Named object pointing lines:
----

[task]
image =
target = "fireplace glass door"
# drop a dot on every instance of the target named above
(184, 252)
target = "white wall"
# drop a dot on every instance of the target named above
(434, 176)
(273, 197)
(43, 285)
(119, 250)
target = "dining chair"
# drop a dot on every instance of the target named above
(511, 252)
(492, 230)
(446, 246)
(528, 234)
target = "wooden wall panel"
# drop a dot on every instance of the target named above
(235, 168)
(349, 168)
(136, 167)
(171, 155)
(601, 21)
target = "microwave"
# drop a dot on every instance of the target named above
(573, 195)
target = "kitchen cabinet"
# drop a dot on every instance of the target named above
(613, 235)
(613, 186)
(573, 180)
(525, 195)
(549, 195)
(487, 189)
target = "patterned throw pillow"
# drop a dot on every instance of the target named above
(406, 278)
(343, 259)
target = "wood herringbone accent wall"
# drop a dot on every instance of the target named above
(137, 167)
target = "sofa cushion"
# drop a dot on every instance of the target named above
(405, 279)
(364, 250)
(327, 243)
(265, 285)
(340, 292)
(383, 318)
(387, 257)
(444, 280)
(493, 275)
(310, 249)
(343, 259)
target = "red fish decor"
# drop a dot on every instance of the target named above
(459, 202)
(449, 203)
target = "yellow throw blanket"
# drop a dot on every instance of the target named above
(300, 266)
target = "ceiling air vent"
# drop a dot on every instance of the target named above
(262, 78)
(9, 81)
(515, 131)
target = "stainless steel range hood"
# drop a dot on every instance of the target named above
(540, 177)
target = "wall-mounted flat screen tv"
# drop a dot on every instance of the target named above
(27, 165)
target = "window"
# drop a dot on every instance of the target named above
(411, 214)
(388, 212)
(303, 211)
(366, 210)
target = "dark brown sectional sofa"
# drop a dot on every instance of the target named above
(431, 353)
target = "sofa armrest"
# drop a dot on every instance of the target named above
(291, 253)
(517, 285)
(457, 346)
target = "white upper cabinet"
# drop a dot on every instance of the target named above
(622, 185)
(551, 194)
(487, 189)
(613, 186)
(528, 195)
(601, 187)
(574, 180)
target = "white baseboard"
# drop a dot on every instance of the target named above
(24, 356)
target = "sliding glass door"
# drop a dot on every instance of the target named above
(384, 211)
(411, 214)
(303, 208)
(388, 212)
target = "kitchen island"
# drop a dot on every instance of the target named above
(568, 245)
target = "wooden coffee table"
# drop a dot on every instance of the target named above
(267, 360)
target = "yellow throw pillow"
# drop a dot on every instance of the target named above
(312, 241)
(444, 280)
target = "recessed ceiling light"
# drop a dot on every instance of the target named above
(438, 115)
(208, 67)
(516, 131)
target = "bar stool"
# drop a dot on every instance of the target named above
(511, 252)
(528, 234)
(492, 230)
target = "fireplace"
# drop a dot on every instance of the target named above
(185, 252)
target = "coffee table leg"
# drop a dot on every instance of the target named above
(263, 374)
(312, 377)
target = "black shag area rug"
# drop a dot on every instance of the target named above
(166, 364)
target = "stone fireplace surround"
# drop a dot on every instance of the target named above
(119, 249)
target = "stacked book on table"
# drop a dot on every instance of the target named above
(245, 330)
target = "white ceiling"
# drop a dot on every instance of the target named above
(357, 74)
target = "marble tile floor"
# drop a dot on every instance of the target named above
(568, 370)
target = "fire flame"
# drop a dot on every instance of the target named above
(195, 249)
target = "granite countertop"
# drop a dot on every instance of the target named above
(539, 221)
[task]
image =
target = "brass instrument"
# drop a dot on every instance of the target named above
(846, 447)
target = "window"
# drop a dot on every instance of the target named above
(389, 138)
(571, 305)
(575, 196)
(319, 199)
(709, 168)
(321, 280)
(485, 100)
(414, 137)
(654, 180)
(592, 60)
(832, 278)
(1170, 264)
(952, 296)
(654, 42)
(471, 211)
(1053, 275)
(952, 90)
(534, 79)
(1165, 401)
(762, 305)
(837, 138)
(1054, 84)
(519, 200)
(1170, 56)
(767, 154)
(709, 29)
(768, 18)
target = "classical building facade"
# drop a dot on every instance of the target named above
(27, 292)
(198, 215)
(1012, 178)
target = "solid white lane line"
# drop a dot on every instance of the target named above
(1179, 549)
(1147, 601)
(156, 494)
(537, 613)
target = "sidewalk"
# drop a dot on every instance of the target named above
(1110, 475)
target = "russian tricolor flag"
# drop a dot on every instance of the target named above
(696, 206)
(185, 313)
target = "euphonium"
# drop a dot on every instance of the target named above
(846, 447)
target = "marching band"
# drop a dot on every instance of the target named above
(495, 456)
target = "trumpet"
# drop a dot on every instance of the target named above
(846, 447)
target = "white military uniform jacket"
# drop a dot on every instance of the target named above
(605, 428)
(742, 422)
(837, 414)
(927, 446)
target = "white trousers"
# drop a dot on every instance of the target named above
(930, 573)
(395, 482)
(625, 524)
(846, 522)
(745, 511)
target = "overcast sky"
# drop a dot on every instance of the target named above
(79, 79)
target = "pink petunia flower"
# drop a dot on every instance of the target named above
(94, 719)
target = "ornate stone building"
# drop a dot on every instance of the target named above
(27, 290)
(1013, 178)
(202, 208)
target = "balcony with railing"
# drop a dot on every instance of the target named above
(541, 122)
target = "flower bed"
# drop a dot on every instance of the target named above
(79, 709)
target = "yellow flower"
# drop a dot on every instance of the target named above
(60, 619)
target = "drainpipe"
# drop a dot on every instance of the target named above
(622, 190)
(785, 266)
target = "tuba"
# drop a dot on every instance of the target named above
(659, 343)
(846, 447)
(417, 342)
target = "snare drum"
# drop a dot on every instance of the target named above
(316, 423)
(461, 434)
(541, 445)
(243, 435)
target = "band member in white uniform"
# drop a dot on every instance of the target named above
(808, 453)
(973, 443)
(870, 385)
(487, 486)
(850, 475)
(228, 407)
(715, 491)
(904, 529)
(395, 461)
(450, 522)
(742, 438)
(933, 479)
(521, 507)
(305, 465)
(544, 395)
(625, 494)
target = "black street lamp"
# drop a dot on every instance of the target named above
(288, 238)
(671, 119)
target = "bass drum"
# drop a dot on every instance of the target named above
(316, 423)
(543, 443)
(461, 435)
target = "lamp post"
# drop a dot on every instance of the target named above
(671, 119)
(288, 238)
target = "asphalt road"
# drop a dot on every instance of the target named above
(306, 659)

----

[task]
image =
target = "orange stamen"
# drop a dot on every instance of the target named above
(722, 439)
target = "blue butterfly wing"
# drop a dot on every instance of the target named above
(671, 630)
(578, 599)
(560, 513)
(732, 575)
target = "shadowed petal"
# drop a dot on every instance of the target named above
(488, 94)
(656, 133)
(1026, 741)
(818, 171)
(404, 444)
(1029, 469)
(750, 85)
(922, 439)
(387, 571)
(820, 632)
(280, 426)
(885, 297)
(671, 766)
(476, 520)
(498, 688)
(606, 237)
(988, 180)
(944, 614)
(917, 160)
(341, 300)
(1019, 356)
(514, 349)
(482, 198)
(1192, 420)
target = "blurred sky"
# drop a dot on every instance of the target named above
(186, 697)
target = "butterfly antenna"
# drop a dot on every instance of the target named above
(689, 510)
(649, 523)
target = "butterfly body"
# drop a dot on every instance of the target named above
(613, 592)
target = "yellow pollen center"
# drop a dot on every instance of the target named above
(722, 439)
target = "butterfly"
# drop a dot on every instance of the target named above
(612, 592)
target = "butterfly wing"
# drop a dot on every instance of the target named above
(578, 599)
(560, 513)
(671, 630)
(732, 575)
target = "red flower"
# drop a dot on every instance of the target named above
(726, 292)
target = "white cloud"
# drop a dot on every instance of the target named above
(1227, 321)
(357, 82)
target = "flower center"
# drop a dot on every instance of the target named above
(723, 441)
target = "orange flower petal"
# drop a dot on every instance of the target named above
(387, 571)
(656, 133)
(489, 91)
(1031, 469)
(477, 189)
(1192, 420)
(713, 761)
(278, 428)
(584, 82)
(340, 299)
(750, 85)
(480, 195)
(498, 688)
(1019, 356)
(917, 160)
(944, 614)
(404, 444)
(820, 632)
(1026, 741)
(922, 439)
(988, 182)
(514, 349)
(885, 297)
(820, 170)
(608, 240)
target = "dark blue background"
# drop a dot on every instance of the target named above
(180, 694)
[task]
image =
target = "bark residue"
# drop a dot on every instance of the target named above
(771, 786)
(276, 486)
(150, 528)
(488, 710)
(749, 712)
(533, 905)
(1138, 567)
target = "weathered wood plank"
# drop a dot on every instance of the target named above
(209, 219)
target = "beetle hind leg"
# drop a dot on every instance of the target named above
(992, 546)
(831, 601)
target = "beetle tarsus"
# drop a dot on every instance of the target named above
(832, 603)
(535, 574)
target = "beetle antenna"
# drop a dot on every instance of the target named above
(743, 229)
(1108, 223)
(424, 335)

----

TASK DIRECTIONS:
List every line above that contains the word "ceiling".

OUTPUT OF THE EXERCISE:
target = "ceiling air vent"
target = "recessed ceiling light"
target = "white ceiling"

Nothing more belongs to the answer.